* Directions *
Can you reproduce every line of the material below without changing anything?

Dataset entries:
# # # #

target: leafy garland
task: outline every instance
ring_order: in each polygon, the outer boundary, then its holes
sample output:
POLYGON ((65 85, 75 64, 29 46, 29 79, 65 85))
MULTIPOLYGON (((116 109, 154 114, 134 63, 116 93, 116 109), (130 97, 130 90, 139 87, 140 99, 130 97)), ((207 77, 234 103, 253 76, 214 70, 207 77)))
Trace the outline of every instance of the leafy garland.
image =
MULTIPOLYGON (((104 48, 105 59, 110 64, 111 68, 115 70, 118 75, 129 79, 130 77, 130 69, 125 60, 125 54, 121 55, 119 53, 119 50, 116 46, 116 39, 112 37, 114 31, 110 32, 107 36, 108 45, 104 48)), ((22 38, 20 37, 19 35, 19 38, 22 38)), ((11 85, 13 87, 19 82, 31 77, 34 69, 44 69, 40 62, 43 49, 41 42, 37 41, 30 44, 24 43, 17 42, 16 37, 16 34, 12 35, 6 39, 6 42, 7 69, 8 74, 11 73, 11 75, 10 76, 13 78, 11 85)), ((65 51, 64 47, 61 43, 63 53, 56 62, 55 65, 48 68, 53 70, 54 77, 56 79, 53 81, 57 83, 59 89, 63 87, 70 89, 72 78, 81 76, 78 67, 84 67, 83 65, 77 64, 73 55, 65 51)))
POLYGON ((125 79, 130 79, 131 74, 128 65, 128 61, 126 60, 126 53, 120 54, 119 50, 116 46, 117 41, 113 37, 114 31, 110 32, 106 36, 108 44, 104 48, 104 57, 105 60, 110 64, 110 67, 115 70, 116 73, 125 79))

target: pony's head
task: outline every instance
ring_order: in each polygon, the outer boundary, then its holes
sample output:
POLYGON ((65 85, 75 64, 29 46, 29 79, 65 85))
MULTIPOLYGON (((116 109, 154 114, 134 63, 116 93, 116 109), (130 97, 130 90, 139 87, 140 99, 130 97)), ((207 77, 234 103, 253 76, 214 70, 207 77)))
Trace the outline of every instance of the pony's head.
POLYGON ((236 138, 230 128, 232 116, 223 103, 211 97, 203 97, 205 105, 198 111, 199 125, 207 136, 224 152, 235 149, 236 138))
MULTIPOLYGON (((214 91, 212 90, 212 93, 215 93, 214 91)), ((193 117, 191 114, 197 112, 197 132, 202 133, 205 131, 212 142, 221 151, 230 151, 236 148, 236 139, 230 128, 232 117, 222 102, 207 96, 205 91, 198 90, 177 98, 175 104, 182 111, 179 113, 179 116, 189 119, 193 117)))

# # # #

* Exercise answer *
target: leafy garland
task: outline every instance
ring_order: in each polygon, the outer boundary, then its holes
sample output:
POLYGON ((65 85, 75 64, 29 46, 29 79, 65 85))
MULTIPOLYGON (((116 109, 154 114, 134 63, 116 93, 116 109), (130 97, 130 90, 139 87, 140 99, 130 97)), ((207 77, 234 103, 253 76, 214 70, 207 77)))
Trace the outline of every instance of the leafy garland.
image =
MULTIPOLYGON (((104 48, 105 59, 110 64, 111 68, 115 70, 118 75, 129 79, 130 77, 130 69, 125 60, 125 54, 121 55, 119 53, 119 50, 116 46, 116 39, 112 37, 114 31, 110 32, 107 36, 108 45, 104 48)), ((22 38, 20 37, 19 35, 19 38, 22 38)), ((11 85, 13 87, 19 82, 31 77, 34 69, 44 69, 40 62, 43 49, 41 42, 37 41, 30 44, 24 43, 17 42, 16 37, 16 34, 12 35, 6 39, 6 42, 7 69, 8 74, 11 73, 11 75, 10 76, 13 78, 11 85)), ((65 51, 64 47, 61 43, 63 53, 56 62, 55 65, 48 68, 53 70, 54 77, 56 79, 53 81, 57 83, 59 89, 63 87, 70 89, 72 78, 81 76, 78 67, 84 67, 83 65, 77 64, 73 55, 65 51)))
POLYGON ((125 79, 130 79, 131 74, 128 65, 128 61, 126 60, 126 53, 120 54, 119 50, 116 46, 117 41, 113 37, 114 31, 110 32, 106 36, 108 44, 104 48, 104 57, 105 60, 110 64, 110 67, 115 70, 116 73, 125 79))

target: pony's head
task: outline every instance
ring_order: in each polygon, the outer boundary, then its holes
sample output:
POLYGON ((65 85, 75 64, 29 46, 29 79, 65 85))
MULTIPOLYGON (((116 109, 154 114, 134 63, 116 93, 116 109), (130 97, 130 90, 139 87, 140 99, 130 97)), ((207 77, 234 103, 253 76, 214 70, 207 77)))
Trace the outline of every instance of the pony's head.
POLYGON ((236 138, 230 128, 232 116, 223 103, 211 97, 203 97, 205 105, 198 111, 199 125, 207 136, 224 152, 235 149, 236 138))
MULTIPOLYGON (((214 91, 212 90, 212 93, 215 93, 214 91)), ((193 117, 191 114, 197 112, 197 132, 202 133, 205 131, 212 142, 221 151, 230 151, 236 148, 236 139, 230 128, 232 117, 222 102, 207 96, 205 91, 198 90, 177 98, 175 104, 182 111, 179 113, 179 116, 189 119, 193 117)))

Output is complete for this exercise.